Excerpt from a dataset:
▶

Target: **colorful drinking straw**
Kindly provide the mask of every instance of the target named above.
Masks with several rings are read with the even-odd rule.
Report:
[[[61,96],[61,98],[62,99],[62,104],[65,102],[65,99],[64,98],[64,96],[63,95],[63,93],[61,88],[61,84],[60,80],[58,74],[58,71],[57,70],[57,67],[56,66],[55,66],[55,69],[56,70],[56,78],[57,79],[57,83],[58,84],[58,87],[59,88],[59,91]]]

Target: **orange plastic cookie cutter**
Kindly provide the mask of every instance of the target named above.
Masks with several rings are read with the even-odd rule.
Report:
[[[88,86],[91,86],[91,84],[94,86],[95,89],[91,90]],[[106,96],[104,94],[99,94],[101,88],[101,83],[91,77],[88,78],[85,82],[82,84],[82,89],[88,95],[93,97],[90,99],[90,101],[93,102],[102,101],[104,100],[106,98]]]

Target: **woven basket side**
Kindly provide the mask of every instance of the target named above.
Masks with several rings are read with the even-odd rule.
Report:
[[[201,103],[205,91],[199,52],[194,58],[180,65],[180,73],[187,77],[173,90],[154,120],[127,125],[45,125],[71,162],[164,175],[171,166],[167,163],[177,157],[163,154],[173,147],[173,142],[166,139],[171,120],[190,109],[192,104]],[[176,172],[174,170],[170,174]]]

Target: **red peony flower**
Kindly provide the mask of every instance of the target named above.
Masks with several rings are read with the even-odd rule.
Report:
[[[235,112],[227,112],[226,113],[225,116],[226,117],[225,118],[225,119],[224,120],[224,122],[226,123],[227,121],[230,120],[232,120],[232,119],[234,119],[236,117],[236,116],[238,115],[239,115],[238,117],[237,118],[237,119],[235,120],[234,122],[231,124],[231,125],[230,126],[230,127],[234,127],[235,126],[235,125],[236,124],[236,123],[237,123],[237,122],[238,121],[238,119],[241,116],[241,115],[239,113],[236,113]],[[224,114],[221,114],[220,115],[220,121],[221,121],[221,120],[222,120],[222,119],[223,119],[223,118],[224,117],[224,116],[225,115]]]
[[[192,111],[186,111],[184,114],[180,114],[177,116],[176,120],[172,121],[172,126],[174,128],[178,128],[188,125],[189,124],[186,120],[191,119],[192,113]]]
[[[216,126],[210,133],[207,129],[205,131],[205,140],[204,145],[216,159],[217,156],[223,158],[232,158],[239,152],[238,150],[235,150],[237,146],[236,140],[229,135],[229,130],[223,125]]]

◀

◆ Stated goal
Format the entries above as a two-column CSV with the header columns "prompt" and "mask", one row per entry. Put the entry's text in the first field and its answer in the second, quote each field, and replace line breaks with spaces.

◆ Correct response
prompt,mask
"Target: **colorful drinking straw** Kindly provide the mask of every instance of the target named above. Masks with several rings are read with the even-odd rule. Report:","[[[61,96],[61,98],[62,99],[62,104],[65,102],[65,99],[64,98],[64,96],[63,95],[63,93],[61,88],[61,84],[60,80],[58,74],[58,71],[57,70],[57,67],[56,66],[55,66],[55,69],[56,70],[56,78],[57,79],[57,83],[58,84],[58,87],[59,88],[59,91]]]"
"Target: **orange plastic cookie cutter** Kindly provide the mask of every instance of the target named above. Masks with several rings are read with the even-odd rule. Report:","[[[88,86],[91,86],[91,84],[94,86],[95,89],[91,90]],[[106,96],[104,94],[99,94],[101,88],[101,83],[91,77],[88,78],[85,82],[82,84],[82,89],[88,95],[93,97],[90,99],[90,101],[93,102],[102,101],[104,100],[106,98]]]"
"Target: **woven basket side** Kindly provide the mask of every instance of the target named above. Masks with several rings are read with the even-odd rule. Report:","[[[201,103],[205,91],[199,52],[194,58],[180,65],[180,73],[187,77],[173,90],[154,120],[127,125],[45,125],[71,162],[164,175],[171,166],[167,163],[177,157],[163,154],[173,147],[173,142],[166,139],[171,120],[190,109],[192,104]],[[176,172],[174,170],[170,174]]]"
"Target: **red peony flower** Kindly provide the mask of every instance of the target named above. Masks with several rings are read with the even-odd rule. Report:","[[[235,112],[227,112],[226,113],[225,116],[226,117],[225,118],[225,119],[224,120],[224,122],[226,123],[227,121],[230,120],[232,120],[232,119],[234,119],[236,117],[236,116],[238,115],[239,115],[238,117],[237,118],[237,119],[235,120],[234,122],[231,124],[231,125],[230,126],[230,127],[234,127],[235,126],[235,125],[236,124],[236,123],[237,123],[237,122],[238,121],[238,119],[241,116],[241,115],[239,113],[236,113]],[[224,114],[221,114],[220,115],[220,121],[221,121],[221,120],[222,120],[222,119],[223,119],[223,118],[224,117],[224,116],[225,115]]] [[[192,111],[186,111],[184,114],[180,114],[177,116],[176,120],[172,121],[172,126],[174,128],[178,128],[188,125],[189,124],[186,120],[191,119],[192,113]]] [[[216,126],[210,133],[207,129],[205,131],[205,140],[204,145],[216,159],[217,156],[223,158],[232,158],[239,152],[238,150],[235,150],[237,146],[236,140],[229,135],[229,130],[223,125]]]"